### INPUT DATA ###
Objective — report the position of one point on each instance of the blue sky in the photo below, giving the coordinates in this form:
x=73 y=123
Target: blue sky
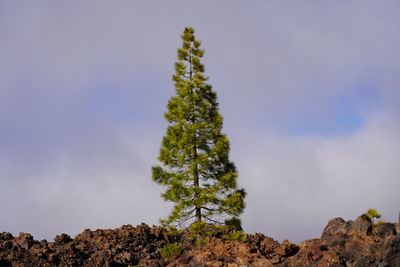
x=309 y=94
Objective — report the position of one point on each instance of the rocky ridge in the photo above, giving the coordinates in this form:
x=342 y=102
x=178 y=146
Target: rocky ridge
x=342 y=243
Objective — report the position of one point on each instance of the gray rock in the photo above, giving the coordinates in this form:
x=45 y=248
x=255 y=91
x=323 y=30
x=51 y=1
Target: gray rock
x=363 y=224
x=385 y=229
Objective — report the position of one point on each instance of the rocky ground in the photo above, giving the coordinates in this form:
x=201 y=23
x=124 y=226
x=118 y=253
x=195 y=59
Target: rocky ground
x=342 y=243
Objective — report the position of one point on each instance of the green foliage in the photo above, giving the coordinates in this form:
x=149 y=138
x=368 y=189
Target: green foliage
x=373 y=214
x=170 y=250
x=235 y=223
x=199 y=178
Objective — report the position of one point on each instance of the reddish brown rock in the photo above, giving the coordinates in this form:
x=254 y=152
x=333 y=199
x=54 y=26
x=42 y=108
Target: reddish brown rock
x=342 y=243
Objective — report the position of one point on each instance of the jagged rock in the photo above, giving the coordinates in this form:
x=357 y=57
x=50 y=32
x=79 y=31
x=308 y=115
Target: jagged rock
x=62 y=239
x=385 y=229
x=363 y=224
x=342 y=243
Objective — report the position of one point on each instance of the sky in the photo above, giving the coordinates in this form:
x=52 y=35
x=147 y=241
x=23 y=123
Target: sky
x=309 y=93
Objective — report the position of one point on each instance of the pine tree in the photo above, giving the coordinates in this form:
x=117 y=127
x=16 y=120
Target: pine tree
x=200 y=178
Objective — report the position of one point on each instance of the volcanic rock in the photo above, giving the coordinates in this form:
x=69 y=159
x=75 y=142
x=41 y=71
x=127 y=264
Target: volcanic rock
x=342 y=243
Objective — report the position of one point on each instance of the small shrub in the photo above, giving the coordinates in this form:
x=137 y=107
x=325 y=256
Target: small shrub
x=170 y=250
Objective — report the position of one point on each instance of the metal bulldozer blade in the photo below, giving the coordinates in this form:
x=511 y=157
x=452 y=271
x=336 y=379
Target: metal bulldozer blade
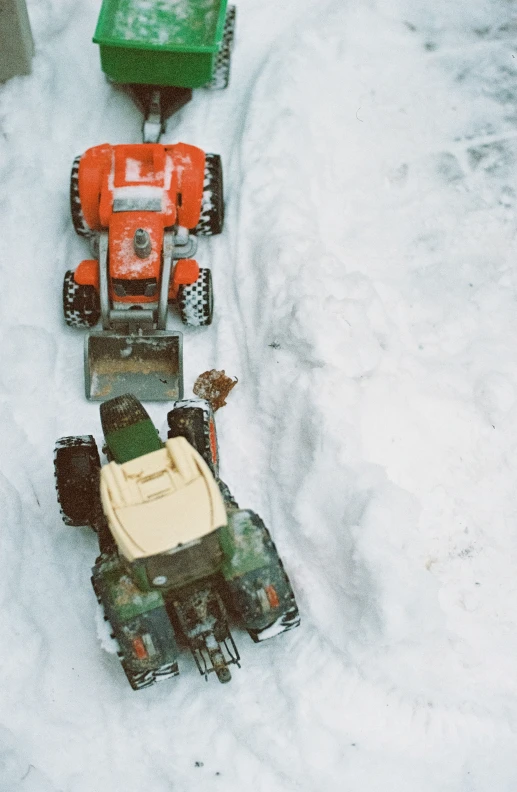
x=148 y=366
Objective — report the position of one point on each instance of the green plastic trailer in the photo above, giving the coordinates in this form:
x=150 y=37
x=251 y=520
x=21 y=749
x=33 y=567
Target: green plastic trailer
x=162 y=49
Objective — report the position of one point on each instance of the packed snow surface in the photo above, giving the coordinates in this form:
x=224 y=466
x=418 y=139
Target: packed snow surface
x=366 y=297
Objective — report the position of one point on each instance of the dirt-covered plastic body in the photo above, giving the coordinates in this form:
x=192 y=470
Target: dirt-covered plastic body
x=179 y=559
x=142 y=207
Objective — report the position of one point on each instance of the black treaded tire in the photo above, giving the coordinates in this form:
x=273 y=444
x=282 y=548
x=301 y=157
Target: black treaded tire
x=76 y=470
x=197 y=426
x=211 y=219
x=221 y=73
x=196 y=300
x=78 y=219
x=81 y=304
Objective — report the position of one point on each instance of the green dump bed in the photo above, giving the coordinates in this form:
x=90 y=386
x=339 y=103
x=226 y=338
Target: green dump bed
x=160 y=42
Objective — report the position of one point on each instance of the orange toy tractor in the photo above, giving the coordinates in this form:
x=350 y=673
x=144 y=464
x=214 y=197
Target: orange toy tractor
x=141 y=206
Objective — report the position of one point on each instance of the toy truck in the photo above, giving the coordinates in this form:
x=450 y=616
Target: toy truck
x=160 y=50
x=141 y=206
x=178 y=558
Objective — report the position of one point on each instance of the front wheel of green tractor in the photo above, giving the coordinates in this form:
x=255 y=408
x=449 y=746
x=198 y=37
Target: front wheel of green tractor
x=262 y=595
x=76 y=470
x=193 y=419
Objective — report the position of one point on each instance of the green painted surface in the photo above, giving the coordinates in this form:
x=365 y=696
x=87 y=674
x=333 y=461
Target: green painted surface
x=242 y=543
x=192 y=25
x=133 y=441
x=179 y=39
x=184 y=70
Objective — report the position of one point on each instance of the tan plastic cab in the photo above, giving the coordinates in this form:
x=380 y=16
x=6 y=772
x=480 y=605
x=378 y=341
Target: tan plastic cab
x=161 y=500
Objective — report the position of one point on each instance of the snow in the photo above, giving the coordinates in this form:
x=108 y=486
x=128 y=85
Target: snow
x=365 y=296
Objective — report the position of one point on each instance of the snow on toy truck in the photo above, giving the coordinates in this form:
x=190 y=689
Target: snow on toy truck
x=161 y=50
x=141 y=206
x=178 y=557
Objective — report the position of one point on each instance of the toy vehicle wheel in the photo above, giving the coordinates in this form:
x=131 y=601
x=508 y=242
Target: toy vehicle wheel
x=196 y=424
x=221 y=75
x=196 y=300
x=76 y=470
x=81 y=304
x=290 y=616
x=263 y=598
x=211 y=218
x=78 y=219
###
# EXERCISE REQUIREMENTS
Extract the lines of the preceding material that run from the line with "Target: tan plastic cab" through the line with "the toy vehicle", inclusive, reproducing them exactly and adding nothing.

# WORKED SOLUTION
Target: tan plastic cab
x=161 y=500
Objective — report the position of one point on each instance of the snow in the photo above, giving the coordinates in this form:
x=108 y=486
x=128 y=85
Target: snow
x=365 y=296
Objective — report the position of one point on each instance of the snow on toy truck in the photo above, giving the coordinates in this form:
x=190 y=689
Target: snow on toy truck
x=161 y=50
x=141 y=206
x=178 y=557
Objective — report the position of one point on each instance of the toy vehicle wheel in the photo above, giving the coordinates in this form:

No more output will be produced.